## TASK GOAL
Find each line in the listing that contains the string "chair" and copy those lines. Case counts.

*** RECORDS PROVIDED ***

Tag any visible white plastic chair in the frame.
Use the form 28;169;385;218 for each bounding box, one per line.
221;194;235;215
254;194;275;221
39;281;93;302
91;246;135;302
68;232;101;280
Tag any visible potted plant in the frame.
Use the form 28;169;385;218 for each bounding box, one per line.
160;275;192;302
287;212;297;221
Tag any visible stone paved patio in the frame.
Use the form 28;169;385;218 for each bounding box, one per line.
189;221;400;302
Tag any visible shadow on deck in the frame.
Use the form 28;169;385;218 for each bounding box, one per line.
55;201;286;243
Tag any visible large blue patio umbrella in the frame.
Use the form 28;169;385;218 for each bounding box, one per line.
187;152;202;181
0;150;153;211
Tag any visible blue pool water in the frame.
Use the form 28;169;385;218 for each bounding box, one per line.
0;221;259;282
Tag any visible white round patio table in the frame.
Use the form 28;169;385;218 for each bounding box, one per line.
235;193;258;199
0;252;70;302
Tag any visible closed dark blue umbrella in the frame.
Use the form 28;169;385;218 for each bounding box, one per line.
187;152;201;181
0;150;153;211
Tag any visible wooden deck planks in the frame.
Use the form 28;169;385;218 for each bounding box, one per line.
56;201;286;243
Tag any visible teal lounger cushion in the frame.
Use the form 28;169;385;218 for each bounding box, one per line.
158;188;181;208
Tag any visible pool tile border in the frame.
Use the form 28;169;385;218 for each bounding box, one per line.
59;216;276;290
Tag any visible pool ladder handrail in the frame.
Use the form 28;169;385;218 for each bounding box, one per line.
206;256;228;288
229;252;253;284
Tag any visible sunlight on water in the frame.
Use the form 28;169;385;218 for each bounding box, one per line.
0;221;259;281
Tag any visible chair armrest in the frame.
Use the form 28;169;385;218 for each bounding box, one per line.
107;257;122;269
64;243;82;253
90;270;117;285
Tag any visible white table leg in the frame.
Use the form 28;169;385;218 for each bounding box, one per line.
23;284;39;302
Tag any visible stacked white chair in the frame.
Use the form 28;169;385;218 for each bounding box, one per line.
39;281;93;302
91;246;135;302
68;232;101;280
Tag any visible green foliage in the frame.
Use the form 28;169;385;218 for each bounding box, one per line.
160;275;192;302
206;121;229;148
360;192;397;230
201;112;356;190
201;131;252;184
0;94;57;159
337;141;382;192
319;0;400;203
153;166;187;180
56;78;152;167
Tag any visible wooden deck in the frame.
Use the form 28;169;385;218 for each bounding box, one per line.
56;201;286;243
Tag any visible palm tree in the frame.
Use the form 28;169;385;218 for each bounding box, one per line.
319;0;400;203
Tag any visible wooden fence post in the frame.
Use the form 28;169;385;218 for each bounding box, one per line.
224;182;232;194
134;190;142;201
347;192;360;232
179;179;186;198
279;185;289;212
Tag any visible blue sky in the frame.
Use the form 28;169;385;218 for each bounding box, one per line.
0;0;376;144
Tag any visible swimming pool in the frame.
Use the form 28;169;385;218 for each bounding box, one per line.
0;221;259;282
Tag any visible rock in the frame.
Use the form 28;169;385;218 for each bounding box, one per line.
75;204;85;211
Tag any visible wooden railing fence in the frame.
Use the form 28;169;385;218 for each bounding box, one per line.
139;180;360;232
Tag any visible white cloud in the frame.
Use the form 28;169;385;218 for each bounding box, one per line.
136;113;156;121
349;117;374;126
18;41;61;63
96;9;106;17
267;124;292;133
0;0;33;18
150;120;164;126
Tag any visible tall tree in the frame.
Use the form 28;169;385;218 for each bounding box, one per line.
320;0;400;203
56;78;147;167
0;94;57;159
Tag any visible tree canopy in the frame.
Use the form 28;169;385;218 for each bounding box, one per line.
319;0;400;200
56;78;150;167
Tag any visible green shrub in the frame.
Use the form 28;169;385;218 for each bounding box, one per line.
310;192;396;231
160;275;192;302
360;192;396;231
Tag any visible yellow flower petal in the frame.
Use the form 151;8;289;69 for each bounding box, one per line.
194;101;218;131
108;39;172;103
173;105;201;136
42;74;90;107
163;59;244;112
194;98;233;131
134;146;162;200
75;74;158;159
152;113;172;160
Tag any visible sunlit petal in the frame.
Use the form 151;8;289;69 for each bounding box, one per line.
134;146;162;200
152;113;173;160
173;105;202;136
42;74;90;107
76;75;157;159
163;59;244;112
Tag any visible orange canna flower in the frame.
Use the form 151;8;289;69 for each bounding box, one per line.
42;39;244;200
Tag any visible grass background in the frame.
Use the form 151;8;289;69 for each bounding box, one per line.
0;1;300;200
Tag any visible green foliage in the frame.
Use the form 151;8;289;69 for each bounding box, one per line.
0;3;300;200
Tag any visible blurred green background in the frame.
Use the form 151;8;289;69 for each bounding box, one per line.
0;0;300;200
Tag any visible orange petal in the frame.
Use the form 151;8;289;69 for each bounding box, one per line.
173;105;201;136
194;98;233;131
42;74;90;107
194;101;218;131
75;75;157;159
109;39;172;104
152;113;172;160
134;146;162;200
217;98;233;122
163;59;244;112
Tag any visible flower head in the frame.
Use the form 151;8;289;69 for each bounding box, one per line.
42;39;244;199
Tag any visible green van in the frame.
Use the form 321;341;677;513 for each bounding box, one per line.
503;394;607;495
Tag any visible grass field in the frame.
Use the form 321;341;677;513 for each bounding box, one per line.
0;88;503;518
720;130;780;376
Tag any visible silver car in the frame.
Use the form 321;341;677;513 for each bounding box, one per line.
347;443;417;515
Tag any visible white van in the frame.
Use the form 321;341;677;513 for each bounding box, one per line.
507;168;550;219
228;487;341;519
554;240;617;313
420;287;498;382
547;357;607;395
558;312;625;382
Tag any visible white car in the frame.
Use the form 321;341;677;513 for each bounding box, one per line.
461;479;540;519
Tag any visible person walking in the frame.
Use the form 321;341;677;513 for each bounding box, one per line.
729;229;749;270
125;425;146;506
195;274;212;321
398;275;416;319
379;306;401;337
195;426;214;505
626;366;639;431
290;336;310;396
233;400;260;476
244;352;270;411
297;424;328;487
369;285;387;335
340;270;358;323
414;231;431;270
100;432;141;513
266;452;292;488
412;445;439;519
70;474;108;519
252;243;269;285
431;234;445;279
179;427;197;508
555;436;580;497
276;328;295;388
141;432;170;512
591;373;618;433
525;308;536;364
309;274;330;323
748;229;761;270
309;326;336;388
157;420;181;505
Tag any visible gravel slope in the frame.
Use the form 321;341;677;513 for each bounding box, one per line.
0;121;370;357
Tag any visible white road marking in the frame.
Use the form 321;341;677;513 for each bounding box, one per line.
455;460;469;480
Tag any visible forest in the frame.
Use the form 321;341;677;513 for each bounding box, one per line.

***

## FULL OUTPUT
Tag any visible white plastic chair in the frame.
Tag any visible chair armrest in the frame.
Tag any visible stacked white chair in the frame.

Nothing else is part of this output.